▶ **KUTIPAN TEKS**:
■ ■ ■
Agar lebih efektif dan kontekstual, metode coaching juga lebih baik jika dikombinasikan dengan metode job assignment. Dengan job assigment tersebut sebagai topik, serta kejelasan area of developmentnya, maka ini akan memberikan awareness kepada individu yang dikembangkan secara lebih baik lagi.
Metode ini karena membutuhkan skill khusus dan membutuhkan waku lama, biasanya memang digunakan untuk para talent di perusahaan. Namun, dengan prinsip empowering the clients, deep listening, presence and mindful, metode ini juga bisa dilakukan oleh atasan sejak awal untuk mengidentifikasi kebutuhan pengembangan timnya. Dengan memahami tim kita melalui powerful questioning dan deep listening, kita bisa memahami, apa sesungguhnya metode pengembangan yang dibutuhkan tim kita.
■ ■ ■
▶ **CATATAN YANG DISEDIAKAN**:
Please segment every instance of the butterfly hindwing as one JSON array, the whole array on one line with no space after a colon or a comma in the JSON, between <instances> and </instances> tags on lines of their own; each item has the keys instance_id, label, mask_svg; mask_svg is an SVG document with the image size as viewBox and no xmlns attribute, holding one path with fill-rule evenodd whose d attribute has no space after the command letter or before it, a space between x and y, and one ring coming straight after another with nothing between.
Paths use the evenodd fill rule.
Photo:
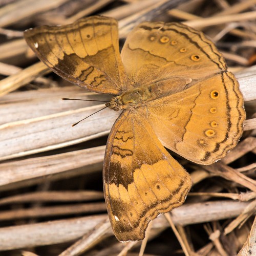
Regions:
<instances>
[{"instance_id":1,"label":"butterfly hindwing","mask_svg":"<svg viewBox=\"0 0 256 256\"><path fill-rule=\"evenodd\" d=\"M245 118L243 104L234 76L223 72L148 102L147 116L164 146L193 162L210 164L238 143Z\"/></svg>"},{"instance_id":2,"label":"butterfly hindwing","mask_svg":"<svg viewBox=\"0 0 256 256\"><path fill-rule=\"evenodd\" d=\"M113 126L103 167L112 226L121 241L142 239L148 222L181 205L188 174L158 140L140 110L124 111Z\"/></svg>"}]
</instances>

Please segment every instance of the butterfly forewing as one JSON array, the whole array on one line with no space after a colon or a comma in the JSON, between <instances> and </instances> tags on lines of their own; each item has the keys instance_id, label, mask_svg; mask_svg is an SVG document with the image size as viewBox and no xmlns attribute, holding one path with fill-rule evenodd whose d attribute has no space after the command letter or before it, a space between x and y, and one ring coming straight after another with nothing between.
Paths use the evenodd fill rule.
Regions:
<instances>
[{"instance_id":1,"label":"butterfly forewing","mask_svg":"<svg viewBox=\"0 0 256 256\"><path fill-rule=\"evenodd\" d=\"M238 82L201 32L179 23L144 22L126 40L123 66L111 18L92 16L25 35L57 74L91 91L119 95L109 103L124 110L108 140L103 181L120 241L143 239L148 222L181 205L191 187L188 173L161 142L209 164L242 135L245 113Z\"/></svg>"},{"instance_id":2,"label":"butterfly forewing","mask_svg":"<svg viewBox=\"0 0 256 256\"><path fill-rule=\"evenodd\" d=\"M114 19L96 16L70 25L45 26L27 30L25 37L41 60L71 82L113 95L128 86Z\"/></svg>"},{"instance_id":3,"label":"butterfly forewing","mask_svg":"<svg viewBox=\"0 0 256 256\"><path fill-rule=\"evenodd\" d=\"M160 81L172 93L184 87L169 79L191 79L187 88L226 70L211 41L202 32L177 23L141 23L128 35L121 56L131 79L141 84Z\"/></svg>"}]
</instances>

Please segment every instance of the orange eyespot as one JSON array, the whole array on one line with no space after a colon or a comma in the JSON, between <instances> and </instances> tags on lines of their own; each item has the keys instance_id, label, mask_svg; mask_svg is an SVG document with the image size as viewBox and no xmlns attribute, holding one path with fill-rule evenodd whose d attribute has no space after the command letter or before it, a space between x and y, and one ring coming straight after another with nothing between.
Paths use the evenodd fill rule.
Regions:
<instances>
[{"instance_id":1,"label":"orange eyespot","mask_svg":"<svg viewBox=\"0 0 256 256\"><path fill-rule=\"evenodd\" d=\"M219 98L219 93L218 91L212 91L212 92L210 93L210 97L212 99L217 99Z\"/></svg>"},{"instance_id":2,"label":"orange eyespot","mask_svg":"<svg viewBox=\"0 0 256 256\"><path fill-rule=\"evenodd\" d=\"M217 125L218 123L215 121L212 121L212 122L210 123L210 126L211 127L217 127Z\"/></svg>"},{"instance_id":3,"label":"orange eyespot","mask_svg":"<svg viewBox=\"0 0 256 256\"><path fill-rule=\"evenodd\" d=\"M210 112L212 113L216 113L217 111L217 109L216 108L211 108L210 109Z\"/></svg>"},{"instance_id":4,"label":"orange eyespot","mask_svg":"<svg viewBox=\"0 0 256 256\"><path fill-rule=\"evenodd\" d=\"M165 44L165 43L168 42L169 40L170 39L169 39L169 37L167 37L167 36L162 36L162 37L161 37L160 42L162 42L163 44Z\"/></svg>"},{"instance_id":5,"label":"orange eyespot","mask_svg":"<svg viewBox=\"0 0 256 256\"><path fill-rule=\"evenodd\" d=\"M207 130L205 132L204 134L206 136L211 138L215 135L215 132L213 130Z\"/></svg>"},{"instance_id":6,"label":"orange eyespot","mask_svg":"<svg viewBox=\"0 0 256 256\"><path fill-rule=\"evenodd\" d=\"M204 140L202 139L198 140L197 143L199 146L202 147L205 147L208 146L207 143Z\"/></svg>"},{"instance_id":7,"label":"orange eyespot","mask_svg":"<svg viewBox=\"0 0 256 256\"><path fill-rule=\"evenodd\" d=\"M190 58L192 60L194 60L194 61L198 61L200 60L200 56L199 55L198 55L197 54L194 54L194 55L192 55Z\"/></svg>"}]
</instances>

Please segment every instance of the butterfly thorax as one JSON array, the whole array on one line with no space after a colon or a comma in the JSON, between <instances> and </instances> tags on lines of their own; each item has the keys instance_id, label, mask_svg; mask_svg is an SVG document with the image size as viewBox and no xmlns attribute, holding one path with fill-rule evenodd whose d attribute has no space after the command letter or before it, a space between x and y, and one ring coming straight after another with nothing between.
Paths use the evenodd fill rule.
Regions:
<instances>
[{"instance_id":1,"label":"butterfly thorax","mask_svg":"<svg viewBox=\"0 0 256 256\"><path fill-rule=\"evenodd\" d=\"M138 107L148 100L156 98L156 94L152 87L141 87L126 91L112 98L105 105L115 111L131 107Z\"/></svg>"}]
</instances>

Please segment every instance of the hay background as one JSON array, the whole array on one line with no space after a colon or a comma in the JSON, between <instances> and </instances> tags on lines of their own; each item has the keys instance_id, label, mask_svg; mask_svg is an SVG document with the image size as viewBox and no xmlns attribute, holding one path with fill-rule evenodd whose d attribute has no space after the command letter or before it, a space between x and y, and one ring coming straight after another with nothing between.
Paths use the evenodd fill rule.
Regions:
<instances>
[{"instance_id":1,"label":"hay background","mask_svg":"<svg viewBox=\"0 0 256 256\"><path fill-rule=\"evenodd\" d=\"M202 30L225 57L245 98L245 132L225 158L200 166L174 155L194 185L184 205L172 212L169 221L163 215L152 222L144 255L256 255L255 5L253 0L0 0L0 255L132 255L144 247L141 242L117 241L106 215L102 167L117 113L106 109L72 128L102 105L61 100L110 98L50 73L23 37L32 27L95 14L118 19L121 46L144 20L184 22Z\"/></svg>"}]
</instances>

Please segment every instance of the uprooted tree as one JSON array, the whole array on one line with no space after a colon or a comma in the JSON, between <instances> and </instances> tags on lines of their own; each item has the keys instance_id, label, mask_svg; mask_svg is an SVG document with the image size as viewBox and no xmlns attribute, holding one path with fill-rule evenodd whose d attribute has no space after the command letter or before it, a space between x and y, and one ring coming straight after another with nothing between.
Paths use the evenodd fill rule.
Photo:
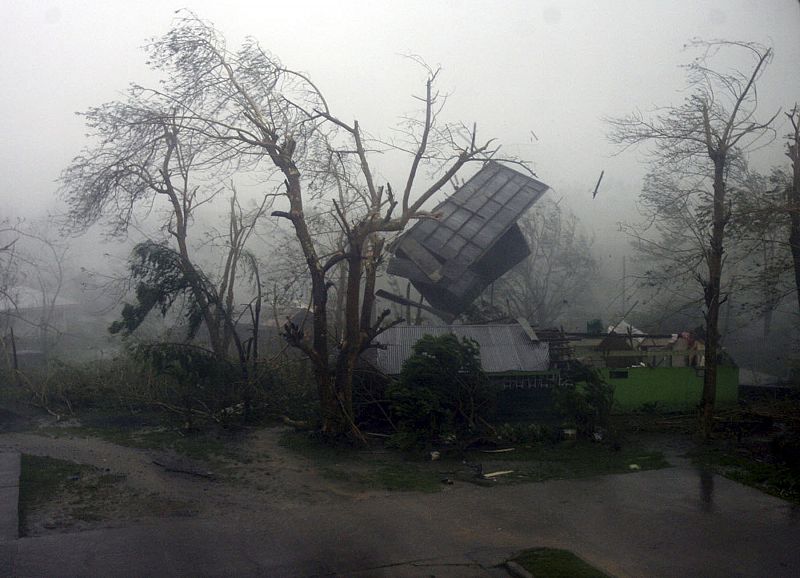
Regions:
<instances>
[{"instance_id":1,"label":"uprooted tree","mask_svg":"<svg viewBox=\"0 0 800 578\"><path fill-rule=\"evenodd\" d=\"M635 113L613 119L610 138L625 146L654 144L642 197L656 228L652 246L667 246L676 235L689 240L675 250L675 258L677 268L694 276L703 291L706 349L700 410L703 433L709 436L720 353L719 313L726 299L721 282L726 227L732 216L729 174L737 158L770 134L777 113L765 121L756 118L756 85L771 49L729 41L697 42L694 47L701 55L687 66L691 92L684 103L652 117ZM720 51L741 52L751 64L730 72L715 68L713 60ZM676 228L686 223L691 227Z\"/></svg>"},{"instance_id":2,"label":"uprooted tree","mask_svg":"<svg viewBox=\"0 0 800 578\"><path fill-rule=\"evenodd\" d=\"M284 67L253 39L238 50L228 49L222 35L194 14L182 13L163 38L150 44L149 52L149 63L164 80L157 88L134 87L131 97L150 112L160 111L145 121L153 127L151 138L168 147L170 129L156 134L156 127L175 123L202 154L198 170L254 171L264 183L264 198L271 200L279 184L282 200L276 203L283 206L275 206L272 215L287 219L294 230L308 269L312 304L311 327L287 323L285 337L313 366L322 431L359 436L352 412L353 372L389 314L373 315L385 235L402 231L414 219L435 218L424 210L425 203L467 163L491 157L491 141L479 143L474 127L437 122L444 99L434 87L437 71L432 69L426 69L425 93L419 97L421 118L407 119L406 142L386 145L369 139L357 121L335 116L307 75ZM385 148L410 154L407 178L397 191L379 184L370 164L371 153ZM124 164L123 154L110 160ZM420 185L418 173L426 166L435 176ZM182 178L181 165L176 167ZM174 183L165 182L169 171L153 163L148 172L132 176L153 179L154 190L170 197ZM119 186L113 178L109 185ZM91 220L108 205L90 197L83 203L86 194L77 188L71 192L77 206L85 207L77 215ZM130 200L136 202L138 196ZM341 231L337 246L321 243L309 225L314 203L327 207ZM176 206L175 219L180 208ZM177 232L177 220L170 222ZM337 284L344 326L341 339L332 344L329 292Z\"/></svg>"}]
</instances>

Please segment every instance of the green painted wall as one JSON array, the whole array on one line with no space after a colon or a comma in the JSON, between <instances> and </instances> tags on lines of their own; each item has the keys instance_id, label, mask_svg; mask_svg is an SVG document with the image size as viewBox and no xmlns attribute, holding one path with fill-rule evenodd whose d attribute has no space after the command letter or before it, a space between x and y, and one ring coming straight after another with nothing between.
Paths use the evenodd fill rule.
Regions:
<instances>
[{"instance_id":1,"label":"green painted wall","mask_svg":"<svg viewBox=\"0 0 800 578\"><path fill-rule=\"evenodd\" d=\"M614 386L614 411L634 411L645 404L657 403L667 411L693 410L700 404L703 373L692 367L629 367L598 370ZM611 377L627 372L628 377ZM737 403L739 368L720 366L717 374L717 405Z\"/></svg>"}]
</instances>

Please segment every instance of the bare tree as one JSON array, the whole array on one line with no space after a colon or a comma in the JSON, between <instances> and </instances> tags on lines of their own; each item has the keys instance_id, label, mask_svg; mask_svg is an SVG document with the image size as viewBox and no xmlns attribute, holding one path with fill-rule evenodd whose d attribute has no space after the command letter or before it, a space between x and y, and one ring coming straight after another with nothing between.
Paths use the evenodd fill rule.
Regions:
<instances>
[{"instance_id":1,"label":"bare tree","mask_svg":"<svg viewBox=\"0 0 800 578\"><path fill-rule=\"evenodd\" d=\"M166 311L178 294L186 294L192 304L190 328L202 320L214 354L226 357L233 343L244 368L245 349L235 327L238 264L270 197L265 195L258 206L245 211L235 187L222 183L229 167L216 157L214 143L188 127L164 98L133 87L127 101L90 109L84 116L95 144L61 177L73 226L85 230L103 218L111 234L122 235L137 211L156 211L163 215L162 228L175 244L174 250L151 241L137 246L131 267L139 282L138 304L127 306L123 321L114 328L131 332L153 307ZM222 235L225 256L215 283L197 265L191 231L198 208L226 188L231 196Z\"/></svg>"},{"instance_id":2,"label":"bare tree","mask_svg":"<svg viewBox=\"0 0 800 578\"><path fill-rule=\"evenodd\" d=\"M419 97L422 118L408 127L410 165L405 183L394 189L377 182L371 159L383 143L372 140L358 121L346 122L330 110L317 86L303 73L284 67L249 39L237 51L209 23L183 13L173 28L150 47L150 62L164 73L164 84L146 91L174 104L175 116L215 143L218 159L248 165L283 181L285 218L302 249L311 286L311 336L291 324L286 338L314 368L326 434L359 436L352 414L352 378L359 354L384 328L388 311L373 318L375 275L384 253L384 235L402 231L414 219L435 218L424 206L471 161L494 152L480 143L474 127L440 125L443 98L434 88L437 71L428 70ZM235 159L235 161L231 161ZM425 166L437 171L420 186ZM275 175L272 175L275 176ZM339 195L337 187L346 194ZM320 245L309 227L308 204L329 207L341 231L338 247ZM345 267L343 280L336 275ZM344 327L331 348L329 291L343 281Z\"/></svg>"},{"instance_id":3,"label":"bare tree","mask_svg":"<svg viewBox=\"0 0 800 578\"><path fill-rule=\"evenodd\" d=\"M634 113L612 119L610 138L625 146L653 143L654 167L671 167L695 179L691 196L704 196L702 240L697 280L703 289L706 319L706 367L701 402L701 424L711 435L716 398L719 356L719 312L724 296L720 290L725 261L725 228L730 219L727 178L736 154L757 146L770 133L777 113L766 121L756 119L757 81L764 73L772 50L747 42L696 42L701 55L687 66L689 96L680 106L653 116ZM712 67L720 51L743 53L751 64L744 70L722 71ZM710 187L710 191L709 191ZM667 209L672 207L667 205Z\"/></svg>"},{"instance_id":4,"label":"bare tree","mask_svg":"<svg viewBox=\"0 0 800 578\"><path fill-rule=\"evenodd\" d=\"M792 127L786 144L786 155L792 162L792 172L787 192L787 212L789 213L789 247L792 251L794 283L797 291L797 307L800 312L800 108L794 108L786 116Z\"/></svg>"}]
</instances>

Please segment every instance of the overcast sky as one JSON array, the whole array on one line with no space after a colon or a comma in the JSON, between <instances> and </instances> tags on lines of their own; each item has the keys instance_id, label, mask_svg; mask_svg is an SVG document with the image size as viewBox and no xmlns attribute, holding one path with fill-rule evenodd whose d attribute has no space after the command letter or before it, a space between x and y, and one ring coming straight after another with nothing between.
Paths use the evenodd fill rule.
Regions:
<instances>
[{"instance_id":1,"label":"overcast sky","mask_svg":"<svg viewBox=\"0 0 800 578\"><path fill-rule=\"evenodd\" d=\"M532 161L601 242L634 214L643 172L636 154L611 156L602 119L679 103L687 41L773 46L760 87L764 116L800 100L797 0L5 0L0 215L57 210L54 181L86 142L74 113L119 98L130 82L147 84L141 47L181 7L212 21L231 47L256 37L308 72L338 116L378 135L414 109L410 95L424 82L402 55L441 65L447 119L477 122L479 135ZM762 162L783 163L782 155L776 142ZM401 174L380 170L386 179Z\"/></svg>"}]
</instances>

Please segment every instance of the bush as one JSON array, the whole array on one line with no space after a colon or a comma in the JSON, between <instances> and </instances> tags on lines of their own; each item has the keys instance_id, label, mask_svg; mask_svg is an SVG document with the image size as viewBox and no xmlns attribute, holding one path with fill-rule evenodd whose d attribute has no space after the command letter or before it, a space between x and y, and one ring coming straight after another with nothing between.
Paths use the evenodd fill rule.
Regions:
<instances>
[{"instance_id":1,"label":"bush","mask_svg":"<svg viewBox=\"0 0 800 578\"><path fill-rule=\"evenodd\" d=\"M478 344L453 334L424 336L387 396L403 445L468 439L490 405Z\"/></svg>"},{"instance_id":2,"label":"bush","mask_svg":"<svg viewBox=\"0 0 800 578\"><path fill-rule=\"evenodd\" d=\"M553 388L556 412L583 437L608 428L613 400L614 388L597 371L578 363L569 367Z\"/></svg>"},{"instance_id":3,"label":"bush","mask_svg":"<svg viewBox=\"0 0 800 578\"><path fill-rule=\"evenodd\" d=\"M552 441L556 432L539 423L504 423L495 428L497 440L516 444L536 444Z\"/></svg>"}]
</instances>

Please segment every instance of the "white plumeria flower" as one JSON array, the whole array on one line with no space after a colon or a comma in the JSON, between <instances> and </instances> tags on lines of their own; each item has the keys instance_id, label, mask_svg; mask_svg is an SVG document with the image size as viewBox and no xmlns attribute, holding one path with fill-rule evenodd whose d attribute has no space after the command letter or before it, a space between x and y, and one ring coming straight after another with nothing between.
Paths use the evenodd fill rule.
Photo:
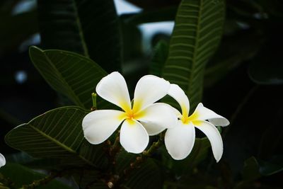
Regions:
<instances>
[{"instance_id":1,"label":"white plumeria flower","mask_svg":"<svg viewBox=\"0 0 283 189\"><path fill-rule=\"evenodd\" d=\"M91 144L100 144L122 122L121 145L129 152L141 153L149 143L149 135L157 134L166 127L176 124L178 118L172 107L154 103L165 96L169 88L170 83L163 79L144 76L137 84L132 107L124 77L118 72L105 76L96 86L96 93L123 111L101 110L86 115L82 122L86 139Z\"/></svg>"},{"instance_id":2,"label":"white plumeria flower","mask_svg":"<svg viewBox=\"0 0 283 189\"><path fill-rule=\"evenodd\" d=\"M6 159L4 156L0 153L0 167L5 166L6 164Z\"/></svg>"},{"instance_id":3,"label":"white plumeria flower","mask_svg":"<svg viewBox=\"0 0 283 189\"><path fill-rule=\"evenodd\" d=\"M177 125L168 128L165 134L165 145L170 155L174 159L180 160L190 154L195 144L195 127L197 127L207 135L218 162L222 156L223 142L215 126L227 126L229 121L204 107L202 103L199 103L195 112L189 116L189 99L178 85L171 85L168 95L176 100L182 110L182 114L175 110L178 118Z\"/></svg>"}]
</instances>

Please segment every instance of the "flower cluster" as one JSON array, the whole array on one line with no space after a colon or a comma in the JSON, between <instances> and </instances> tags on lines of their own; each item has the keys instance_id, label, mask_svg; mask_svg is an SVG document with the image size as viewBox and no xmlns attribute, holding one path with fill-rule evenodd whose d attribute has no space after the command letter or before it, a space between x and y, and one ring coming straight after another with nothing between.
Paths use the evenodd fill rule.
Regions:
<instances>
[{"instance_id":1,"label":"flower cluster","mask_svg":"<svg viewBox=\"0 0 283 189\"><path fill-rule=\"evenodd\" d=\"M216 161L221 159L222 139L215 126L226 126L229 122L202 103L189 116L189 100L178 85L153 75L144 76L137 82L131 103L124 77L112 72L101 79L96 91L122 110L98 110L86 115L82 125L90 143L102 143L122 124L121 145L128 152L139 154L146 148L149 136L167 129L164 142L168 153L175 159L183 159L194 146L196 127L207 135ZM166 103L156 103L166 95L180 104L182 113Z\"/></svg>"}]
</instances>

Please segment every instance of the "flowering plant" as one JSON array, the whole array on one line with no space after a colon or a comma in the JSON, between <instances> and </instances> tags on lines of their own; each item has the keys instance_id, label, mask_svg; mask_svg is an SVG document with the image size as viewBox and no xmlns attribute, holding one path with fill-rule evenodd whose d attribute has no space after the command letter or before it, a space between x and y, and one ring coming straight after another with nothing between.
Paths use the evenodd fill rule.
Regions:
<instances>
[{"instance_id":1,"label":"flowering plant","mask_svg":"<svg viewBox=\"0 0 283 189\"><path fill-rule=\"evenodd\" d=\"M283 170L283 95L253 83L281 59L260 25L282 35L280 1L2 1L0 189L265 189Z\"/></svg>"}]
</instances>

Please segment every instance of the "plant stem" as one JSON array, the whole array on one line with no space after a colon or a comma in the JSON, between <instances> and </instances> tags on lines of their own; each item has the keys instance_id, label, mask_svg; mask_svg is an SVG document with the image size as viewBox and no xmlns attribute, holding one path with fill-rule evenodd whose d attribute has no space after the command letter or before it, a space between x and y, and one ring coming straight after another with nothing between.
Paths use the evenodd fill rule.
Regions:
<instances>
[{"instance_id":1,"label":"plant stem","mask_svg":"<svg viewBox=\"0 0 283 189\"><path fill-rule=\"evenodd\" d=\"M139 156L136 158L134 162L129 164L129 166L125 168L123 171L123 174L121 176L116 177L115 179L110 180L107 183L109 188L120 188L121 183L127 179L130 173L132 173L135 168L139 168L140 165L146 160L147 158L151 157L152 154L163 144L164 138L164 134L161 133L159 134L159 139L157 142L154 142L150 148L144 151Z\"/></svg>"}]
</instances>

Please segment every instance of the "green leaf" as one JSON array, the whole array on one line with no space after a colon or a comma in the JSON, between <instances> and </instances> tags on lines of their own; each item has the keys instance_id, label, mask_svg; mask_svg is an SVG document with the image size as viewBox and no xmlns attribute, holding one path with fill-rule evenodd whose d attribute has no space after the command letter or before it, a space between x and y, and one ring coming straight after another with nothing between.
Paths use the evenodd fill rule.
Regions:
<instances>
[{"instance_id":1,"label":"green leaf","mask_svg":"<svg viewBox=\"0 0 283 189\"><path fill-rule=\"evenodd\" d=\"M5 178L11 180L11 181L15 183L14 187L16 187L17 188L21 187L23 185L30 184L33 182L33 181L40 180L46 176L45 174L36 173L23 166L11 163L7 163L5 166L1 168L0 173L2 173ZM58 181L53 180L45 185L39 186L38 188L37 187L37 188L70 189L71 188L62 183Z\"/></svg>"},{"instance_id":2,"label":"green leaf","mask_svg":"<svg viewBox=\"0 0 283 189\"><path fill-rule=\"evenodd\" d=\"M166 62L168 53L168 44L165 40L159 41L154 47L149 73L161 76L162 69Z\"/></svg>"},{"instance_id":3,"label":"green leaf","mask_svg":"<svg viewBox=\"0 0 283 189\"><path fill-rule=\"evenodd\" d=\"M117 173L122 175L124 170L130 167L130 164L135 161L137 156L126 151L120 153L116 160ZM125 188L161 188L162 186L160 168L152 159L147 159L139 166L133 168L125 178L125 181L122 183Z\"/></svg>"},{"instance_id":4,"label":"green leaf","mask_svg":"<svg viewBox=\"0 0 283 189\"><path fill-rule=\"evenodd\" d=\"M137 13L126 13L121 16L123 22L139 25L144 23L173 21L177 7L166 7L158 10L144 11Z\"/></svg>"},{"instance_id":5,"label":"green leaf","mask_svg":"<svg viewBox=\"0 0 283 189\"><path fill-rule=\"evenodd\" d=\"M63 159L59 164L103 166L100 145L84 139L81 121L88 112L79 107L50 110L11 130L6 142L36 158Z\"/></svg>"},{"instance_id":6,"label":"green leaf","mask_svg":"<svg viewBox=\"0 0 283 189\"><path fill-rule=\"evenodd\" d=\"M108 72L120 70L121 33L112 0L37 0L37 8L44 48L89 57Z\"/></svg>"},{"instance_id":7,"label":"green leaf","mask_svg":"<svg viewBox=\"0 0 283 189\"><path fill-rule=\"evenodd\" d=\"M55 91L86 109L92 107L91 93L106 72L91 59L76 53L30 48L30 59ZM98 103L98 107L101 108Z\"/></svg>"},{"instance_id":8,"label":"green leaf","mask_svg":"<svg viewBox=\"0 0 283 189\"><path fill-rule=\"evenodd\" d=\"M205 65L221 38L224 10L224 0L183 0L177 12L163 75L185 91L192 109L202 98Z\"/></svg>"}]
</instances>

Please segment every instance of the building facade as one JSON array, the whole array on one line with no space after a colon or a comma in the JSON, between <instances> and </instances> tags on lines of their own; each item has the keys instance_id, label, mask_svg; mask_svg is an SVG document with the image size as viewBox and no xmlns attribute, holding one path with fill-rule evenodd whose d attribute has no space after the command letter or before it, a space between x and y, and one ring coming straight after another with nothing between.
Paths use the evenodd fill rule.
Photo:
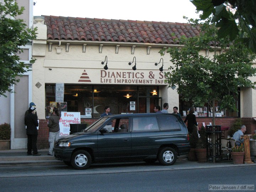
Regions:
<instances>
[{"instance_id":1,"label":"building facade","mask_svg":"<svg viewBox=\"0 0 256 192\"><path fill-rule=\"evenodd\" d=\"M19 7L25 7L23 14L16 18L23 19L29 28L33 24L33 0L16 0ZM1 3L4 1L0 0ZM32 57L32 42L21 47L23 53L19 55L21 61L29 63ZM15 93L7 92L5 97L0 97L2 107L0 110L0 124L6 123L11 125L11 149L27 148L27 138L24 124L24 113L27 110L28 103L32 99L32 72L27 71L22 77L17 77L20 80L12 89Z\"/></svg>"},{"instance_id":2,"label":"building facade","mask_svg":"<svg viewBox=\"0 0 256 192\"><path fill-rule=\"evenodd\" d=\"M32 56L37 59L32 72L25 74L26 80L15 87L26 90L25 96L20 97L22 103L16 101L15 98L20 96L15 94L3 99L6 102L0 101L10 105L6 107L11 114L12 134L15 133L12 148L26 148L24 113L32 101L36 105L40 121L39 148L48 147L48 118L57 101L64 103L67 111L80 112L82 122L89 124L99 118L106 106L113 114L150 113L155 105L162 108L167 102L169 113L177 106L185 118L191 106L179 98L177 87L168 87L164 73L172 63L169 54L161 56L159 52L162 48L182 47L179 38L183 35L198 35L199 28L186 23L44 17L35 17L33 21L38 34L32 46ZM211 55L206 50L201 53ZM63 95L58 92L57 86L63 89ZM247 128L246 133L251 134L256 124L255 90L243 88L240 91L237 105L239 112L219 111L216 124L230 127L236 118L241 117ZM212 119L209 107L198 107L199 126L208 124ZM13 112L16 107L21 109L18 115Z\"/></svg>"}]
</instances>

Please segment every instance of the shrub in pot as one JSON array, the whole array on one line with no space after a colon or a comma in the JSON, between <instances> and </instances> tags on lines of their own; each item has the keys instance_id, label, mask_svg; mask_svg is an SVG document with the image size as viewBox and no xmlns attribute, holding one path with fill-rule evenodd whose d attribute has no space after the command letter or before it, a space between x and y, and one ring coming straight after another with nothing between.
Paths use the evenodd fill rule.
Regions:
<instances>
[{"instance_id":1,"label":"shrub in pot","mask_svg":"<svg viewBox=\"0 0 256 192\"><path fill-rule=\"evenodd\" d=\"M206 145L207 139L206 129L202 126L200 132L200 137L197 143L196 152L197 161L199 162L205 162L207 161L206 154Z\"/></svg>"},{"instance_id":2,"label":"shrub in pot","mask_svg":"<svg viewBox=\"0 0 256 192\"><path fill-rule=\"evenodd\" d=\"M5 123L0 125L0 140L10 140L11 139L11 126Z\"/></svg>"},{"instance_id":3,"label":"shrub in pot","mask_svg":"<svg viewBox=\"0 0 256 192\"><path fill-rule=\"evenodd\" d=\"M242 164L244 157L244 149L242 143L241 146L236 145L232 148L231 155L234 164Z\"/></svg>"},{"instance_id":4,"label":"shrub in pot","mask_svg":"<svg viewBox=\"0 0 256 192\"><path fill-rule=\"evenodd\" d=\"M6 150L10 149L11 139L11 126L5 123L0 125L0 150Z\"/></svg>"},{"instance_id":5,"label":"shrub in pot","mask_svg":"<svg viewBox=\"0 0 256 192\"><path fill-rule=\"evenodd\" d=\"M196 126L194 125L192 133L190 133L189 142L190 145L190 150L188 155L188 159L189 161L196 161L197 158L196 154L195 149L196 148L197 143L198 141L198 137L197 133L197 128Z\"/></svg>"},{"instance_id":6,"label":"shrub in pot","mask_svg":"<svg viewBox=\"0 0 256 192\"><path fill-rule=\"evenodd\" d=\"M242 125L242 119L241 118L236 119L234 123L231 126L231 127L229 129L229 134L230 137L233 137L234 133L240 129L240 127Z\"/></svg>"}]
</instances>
■ ■ ■
▶ **SOAL TERTULIS A**: Ganti "coaching" dengan "mentoring" pada kutipan tentang metode pengembangan tim, lalu tuliskan semua teks mulai dari "Agar lebih efektif" hingga "lebih baik lagi.".
▶ **SOAL TERTULIS B**: Kumpulkan setiap baris dalam catatan yang memuat kata "hindwing".

▶ **JAWABAN LENGKAP A**:
Agar lebih efektif dan kontekstual, metode mentoring juga lebih baik jika dikombinasikan dengan metode job assignment. Dengan job assigment tersebut sebagai topik, serta kejelasan area of developmentnya, maka ini akan memberikan awareness kepada individu yang dikembangkan secara lebih baik lagi.

▶ **JAWABAN LENGKAP B**:
Please segment every instance of the butterfly hindwing as one JSON array, the whole array on one line with no space after a colon or a comma in the JSON, between <instances> and </instances> tags on lines of their own; each item has the keys instance_id, label, mask_svg; mask_svg is an SVG document with the image size as viewBox and no xmlns attribute, holding one path with fill-rule evenodd whose d attribute has no space after the command letter or before it, a space between x and y, and one ring coming straight after another with nothing between.
[{"instance_id":1,"label":"butterfly hindwing","mask_svg":"<svg viewBox=\"0 0 256 256\"><path fill-rule=\"evenodd\" d=\"M245 118L243 104L234 76L223 72L148 102L147 116L164 146L193 162L210 164L238 143Z\"/></svg>"},{"instance_id":2,"label":"butterfly hindwing","mask_svg":"<svg viewBox=\"0 0 256 256\"><path fill-rule=\"evenodd\" d=\"M113 126L103 167L112 226L121 241L142 239L148 222L181 205L188 174L158 140L140 110L124 111Z\"/></svg>"}]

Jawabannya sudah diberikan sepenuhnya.